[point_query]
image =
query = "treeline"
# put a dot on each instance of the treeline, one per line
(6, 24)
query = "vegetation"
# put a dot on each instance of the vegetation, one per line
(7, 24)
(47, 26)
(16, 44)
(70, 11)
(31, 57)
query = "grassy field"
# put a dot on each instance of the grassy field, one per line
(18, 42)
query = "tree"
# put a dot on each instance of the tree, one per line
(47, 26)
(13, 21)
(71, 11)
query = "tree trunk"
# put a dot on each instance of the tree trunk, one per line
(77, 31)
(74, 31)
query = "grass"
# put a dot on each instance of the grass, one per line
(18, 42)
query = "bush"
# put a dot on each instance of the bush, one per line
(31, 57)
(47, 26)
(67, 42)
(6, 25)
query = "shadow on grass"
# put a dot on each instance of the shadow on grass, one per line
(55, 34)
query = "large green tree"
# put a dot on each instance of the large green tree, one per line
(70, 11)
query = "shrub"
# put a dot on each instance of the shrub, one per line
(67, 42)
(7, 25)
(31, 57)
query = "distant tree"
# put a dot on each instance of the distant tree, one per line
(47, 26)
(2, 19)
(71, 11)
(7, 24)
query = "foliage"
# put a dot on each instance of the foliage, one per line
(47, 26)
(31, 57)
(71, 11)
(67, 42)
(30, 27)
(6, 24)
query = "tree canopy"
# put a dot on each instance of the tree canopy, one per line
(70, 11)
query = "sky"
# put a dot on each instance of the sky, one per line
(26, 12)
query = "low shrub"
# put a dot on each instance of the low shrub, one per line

Exercise aim:
Find each line in the entries above that contains the word "green" and copy those lines. Case counts.

Full response:
query = "large green tree"
# put a dot on each instance of the large green tree, one per line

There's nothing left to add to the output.